**Exercise details**
For each statement below, decide whether the profile of Laurentius Amrih Jinangkung agrees with it, and answer yes or no with the deciding words of the profile quoted exactly. 1. His posting as ambassador to the Holy See ended before he took office as director general of international law and treaties. 2. Dindin Wahyudin followed him as inspector general of the Ministry of Foreign Affairs. 3. He earned his LL.M. at Gadjah Mada University.

**Source document**
++++
Director General of International Law and Treaties
- In office 27 April 2022 – 15 January 2026
- Preceded by: Damos Dumoli Agusman
- Succeeded by: Dindin Wahyudin (acting) Ricky Suhendar

Inspector General of the Ministry of Foreign Affairs
- Acting
- In office 13 June 2025 – 17 September 2025
- Preceded by: Ibnu Wahyutomo
- Succeeded by: Dindin Wahyudin

Ambassador of Indonesia to the Holy See
- In office 14 September 2020 – 30 June 2022
- President: Joko Widodo
- Preceded by: Antonius Agus Sriyono
- Succeeded by: Michael Trias Kuncahyono

Personal details
- Born: June 18, 1967 (age 59) Nanggulan, Kulon Progo, Yogyakarta, Indonesia
- Spouse: Bertha Lusiana
- Children: 2
- Education: Gadjah Mada University (S.H.) Cornell Law School (LL.M.)

= Laurentius Amrih Jinangkung =

Indonesian diplomat (born 1967)

Laurentius Amrih Jinangkung (born 18 June 1967) is an Indonesian diplomat who became the ambassador to the Netherlands in 2025. A law graduate of the Gadjah Mada University, Jinangkung was posted as ambassador to the Holy See and director general of international law and treaties before that.
++++
**Data shown**

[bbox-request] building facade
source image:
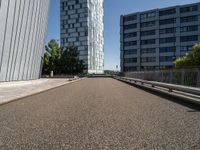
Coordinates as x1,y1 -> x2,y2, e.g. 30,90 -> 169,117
60,0 -> 104,73
120,3 -> 200,72
0,0 -> 50,82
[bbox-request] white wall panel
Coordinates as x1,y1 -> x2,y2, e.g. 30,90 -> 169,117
0,0 -> 50,81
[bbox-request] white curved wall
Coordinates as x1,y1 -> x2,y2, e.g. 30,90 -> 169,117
0,0 -> 50,81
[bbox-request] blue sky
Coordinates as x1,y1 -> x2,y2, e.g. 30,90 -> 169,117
47,0 -> 200,69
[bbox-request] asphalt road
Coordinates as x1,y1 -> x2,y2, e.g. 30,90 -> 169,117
0,78 -> 200,150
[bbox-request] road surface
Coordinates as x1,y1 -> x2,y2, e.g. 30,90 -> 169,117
0,78 -> 200,150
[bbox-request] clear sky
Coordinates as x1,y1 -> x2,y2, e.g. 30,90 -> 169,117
47,0 -> 200,69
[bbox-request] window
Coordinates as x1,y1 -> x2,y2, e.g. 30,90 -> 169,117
124,67 -> 137,71
159,8 -> 176,16
124,49 -> 137,55
160,37 -> 176,44
180,35 -> 198,42
124,41 -> 137,46
124,15 -> 137,22
180,16 -> 198,23
180,45 -> 193,51
180,25 -> 198,32
141,57 -> 156,63
140,21 -> 156,28
160,28 -> 176,34
180,5 -> 198,13
140,12 -> 156,19
159,18 -> 176,25
124,58 -> 137,63
160,56 -> 174,62
141,30 -> 156,36
159,46 -> 176,53
124,23 -> 137,29
124,32 -> 137,38
141,48 -> 156,54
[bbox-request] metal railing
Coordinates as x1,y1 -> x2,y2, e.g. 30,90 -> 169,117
114,76 -> 200,104
124,68 -> 200,87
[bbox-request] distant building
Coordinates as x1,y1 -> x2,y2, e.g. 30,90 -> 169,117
0,0 -> 50,82
60,0 -> 104,73
120,3 -> 200,72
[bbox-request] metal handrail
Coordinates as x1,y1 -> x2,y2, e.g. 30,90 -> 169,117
115,76 -> 200,96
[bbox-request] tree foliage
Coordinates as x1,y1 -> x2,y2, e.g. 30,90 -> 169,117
173,44 -> 200,69
43,40 -> 84,75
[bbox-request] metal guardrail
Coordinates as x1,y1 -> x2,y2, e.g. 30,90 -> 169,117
124,68 -> 200,87
114,76 -> 200,96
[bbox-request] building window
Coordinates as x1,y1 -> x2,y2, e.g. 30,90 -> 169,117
140,11 -> 156,19
124,32 -> 137,38
141,48 -> 156,54
159,46 -> 176,53
160,37 -> 176,44
141,57 -> 156,63
159,28 -> 176,34
124,41 -> 137,46
180,16 -> 198,23
124,58 -> 137,63
140,30 -> 156,36
180,5 -> 198,13
180,45 -> 193,51
159,18 -> 176,25
159,8 -> 176,16
141,39 -> 156,45
124,15 -> 137,22
124,67 -> 137,71
180,35 -> 198,42
124,49 -> 137,55
160,56 -> 174,62
140,21 -> 156,28
124,23 -> 137,29
180,25 -> 198,32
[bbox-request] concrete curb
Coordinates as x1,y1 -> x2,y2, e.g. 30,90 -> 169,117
0,78 -> 85,106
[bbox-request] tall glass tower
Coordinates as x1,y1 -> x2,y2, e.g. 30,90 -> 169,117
60,0 -> 104,74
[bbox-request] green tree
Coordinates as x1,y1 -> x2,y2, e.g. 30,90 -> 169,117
174,44 -> 200,68
43,40 -> 85,75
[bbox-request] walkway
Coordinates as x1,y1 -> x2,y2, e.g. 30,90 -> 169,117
0,78 -> 200,150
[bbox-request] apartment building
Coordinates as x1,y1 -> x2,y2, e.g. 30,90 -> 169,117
120,3 -> 200,72
0,0 -> 50,82
60,0 -> 104,73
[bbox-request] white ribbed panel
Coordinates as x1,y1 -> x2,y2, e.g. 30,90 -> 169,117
0,0 -> 50,81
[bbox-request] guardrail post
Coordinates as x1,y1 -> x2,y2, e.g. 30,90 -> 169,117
197,69 -> 200,87
169,70 -> 173,83
181,70 -> 185,85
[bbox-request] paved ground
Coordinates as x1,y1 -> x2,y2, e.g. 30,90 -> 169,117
0,78 -> 200,150
0,78 -> 73,104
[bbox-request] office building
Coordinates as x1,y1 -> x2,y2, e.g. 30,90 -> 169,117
120,3 -> 200,72
60,0 -> 104,73
0,0 -> 50,82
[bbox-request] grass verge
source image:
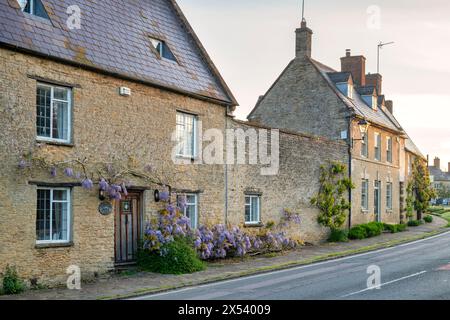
++++
**Output below**
1. No: "In office 14 September 2020 – 30 June 2022" (Holy See) and "In office 27 April 2022 – 15 January 2026" (director general).
2. Yes: "Succeeded by: Dindin Wahyudin"
3. No: "Gadjah Mada University (S.H.) Cornell Law School (LL.M.)"